* Given task 1
Collect every line of the records that contains the word "wooden".

[start of Passage shown]

From: Jason Gunthorpe <jgg@ziepe.ca>
To: "Gowans, James" <jgowans@amazon.com>
Cc: "kvm@vger.kernel.org" <kvm@vger.kernel.org>,
"rppt@kernel.org" <rppt@kernel.org>,
"kw@linux.com" <kw@linux.com>,
"iommu@lists.linux.dev" <iommu@lists.linux.dev>,
"madvenka@linux.microsoft.com" <madvenka@linux.microsoft.com>,
"anthony.yznaga@oracle.com" <anthony.yznaga@oracle.com>,
"robin.murphy@arm.com" <robin.murphy@arm.com>,
"baolu.lu@linux.intel.com" <baolu.lu@linux.intel.com>,
"nh-open-source@amazon.com" <nh-open-source@amazon.com>,
"linux-kernel@vger.kernel.org" <linux-kernel@vger.kernel.org>,
"seanjc@google.com" <seanjc@google.com>,
"Saenz Julienne, Nicolas" <nsaenz@amazon.es>,
"pbonzini@redhat.com" <pbonzini@redhat.com>,
"kevin.tian@intel.com" <kevin.tian@intel.com>,
"dwmw2@infradead.org" <dwmw2@infradead.org>,
"steven.sistare@oracle.com" <steven.sistare@oracle.com>,
"Graf (AWS), Alexander" <graf@amazon.de>,
"will@kernel.org" <will@kernel.org>,
"joro@8bytes.org" <joro@8bytes.org>,
"maz@kernel.org" <maz@kernel.org>
Subject: Re: [RFC PATCH 05/13] iommufd: Serialise persisted iommufds and ioas
Date: Thu, 10 Oct 2024 12:32:48 -0300 [thread overview]
Message-ID: <20241010153248.GH762027@ziepe.ca> (raw)

[end of Passage shown]
[start of Records supplied]

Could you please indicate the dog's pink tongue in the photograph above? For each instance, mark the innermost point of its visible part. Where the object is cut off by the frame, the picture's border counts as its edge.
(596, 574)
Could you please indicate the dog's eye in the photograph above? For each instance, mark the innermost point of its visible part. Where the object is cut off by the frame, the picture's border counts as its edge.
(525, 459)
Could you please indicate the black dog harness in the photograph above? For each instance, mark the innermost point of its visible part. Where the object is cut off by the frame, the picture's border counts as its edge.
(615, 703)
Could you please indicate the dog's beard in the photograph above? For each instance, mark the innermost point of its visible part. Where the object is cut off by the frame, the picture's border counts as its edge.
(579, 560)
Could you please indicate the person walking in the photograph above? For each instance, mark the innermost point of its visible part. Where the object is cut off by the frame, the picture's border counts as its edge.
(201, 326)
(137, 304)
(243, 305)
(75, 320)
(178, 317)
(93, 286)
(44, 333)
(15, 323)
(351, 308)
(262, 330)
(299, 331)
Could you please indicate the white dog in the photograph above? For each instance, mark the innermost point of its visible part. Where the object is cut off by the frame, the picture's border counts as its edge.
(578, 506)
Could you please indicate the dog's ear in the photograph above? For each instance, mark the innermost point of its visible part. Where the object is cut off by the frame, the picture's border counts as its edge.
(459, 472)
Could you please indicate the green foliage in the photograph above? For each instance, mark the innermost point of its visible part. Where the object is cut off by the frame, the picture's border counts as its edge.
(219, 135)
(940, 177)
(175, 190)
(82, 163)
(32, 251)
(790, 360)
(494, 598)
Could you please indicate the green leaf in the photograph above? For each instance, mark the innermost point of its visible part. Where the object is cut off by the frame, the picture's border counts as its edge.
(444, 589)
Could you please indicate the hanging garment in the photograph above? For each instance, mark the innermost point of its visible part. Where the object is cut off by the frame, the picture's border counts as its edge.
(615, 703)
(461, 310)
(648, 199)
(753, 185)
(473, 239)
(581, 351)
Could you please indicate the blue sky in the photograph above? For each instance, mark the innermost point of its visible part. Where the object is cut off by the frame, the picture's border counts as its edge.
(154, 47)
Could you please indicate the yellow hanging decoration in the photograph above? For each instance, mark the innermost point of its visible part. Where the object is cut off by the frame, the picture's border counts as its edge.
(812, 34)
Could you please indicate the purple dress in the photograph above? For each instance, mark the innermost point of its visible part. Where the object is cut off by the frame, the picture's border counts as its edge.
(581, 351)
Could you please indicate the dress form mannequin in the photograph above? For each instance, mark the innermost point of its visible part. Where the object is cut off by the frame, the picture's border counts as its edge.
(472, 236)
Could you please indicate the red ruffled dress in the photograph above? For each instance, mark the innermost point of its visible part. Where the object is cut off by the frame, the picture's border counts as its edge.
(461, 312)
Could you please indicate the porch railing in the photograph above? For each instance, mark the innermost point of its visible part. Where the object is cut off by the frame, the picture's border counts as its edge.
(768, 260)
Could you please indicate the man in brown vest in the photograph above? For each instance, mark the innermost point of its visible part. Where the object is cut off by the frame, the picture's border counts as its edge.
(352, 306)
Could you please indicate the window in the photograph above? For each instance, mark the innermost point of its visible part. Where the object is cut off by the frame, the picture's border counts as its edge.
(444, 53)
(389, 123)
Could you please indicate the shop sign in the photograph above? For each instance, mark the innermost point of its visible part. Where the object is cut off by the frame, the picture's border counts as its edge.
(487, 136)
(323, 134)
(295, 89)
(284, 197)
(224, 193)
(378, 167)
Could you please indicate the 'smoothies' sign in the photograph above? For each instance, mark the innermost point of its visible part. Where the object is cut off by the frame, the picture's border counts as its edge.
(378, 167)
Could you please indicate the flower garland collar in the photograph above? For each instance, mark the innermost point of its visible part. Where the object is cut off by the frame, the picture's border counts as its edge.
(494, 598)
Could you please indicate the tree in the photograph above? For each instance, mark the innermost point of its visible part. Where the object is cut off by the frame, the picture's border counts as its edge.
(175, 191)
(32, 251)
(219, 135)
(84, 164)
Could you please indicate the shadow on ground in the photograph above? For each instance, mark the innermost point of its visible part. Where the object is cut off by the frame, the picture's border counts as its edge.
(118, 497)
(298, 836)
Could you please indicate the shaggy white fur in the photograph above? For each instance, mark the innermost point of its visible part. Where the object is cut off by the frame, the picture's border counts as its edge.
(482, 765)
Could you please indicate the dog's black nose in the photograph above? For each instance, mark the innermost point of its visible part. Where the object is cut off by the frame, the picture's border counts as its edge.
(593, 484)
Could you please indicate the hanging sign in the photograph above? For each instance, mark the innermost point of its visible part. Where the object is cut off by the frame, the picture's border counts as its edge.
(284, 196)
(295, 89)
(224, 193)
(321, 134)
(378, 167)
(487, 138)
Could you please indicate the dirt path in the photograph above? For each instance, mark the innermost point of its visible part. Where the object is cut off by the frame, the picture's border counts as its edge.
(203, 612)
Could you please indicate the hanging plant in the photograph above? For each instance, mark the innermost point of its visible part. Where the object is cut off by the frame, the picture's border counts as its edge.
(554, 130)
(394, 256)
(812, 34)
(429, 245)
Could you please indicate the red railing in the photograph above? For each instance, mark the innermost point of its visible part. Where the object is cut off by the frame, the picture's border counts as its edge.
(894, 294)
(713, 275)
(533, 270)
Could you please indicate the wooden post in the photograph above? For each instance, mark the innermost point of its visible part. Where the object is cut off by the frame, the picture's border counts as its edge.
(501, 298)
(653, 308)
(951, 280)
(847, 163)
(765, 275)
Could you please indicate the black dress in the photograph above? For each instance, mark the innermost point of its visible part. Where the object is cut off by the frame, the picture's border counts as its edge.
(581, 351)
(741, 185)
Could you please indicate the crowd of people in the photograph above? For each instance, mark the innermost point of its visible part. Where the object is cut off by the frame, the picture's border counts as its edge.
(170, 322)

[end of Records supplied]
[start of Records supplied]

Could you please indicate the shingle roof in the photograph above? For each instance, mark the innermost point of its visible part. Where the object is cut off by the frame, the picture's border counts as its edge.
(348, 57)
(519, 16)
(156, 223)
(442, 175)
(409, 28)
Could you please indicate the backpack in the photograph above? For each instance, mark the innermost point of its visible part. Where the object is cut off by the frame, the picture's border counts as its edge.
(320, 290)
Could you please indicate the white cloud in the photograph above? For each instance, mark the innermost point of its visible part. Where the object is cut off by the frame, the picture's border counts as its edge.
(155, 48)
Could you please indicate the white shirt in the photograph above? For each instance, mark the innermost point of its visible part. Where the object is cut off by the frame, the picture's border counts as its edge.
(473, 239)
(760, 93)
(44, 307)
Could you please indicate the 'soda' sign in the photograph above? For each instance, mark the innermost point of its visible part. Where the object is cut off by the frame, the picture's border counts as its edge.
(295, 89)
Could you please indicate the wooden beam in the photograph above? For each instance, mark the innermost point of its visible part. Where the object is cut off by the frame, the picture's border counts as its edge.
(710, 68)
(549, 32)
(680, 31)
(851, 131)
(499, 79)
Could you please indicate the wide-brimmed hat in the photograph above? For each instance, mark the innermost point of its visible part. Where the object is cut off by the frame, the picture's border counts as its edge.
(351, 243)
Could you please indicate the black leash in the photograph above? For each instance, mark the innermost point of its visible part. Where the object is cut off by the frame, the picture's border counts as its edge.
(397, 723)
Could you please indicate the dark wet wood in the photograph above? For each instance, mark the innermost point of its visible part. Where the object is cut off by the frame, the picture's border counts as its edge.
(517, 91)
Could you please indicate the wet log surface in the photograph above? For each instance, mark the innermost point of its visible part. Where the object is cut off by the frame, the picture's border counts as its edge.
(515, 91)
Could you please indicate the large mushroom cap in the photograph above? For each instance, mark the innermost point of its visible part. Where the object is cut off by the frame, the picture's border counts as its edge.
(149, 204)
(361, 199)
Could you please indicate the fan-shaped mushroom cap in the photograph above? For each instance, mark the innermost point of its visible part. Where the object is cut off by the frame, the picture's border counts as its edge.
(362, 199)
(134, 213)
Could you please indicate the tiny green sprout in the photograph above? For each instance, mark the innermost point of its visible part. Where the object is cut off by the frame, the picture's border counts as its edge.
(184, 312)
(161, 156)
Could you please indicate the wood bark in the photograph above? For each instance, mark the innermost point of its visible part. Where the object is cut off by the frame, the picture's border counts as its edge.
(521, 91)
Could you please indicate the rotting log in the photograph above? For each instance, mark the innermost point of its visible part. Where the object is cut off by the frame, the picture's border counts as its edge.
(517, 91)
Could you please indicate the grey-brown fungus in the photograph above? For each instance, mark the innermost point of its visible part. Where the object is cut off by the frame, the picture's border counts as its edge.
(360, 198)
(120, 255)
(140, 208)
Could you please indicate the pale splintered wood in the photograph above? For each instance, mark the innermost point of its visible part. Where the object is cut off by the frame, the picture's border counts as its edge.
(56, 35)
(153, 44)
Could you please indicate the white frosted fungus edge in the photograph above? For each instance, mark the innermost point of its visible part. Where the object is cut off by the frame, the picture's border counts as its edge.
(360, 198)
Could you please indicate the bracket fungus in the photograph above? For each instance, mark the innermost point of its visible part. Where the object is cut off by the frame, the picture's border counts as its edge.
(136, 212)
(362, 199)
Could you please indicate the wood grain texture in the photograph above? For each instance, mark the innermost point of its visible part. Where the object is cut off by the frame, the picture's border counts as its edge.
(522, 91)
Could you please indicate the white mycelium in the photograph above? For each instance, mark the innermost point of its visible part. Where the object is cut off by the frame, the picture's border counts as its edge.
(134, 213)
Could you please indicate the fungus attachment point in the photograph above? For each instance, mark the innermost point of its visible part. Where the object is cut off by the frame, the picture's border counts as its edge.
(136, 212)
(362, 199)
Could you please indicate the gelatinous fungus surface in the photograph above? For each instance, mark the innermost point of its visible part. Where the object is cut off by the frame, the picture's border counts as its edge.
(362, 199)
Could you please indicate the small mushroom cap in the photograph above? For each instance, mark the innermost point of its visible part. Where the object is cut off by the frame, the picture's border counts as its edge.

[end of Records supplied]
[start of Records supplied]

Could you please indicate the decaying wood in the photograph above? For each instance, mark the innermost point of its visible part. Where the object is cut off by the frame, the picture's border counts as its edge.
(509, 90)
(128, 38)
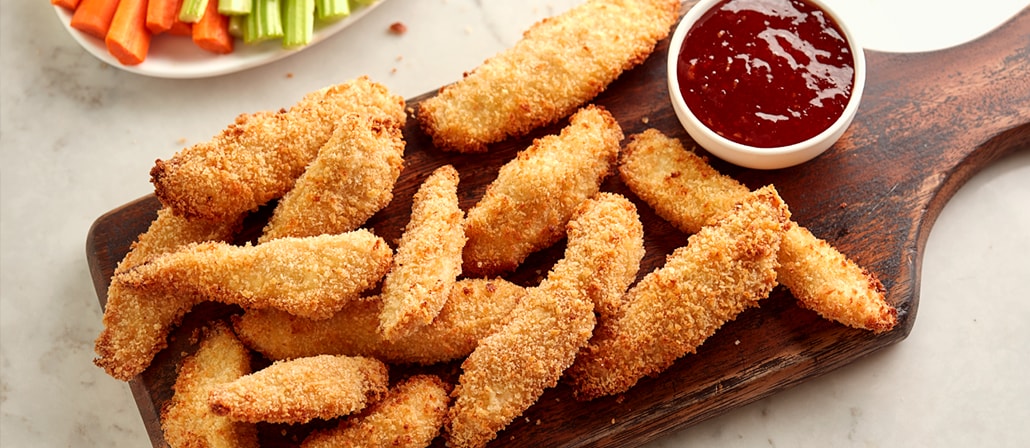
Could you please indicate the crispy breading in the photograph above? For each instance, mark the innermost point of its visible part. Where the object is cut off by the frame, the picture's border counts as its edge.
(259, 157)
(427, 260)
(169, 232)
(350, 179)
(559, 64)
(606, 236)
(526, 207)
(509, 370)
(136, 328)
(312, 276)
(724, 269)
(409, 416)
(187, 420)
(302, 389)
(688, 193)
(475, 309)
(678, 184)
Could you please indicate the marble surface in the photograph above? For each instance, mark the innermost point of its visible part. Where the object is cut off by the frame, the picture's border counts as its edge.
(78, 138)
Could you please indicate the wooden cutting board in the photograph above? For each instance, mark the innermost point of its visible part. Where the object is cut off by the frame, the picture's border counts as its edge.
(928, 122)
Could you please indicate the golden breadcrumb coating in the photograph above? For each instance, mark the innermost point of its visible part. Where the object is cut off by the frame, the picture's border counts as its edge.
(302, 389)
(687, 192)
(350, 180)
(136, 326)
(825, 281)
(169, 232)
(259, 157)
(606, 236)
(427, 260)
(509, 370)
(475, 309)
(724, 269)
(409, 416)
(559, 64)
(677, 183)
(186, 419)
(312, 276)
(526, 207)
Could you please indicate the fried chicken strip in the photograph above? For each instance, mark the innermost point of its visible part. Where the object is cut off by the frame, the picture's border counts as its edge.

[end of Records supplied]

* Given task 2
Pick up the email replying to the iommufd patch after its last line and continue it.

* Reply 1
Could you please indicate the wooden post in the photograph above? For each instance, mark the innermost point of its visible part. Where the object is cut off by the frame, the picture's border counts as its edge.
Could you please indicate the wooden beam in the photograph above? For each instance, mark the innermost point of its visible part. Where the object is cut off by the frame, the picture's border counts as its edge.
Could you please indicate the wooden cutting board in the photograph above? For each instance, mark the innermost point of its visible part. Where the object is cut off by the frame, the picture's border counts as its edge.

* Reply 2
In-Reply-To: <673df8a09723d3398ca9e9c638893547b0b0ec63.camel@amazon.com>
On Thu, Oct 10, 2024 at 03:12:09PM +0000, Gowans, James wrote:
> > If this little issue already scares you then I don't think I want to
> > see you serialize anything more complex, there are endless scenarios
> > for compatibility problems :\
>
> The things that scare me is some subtle page table difference which
> causes silent data corruption... This is one of the reasons I liked re-
> using the existing tables, there is no way for this sort of subtle bug
> to happen.
> > > If we say that to be safe/correct in the general case then it is
> > > necessary for the translations to be *exactly* the same before and after
> > > kexec, is there any benefit to building new translation tables and
> > > switching to them? We may as well continue to use the exact same page
> > > tables and construct iommufd objects (IOAS, etc) to match.
> >
> > The benifit is principally that you did all the machinery to get up to
> > that point, including re-pinning and so forth all the memory, instead
> > of trying to magically recover that additional state.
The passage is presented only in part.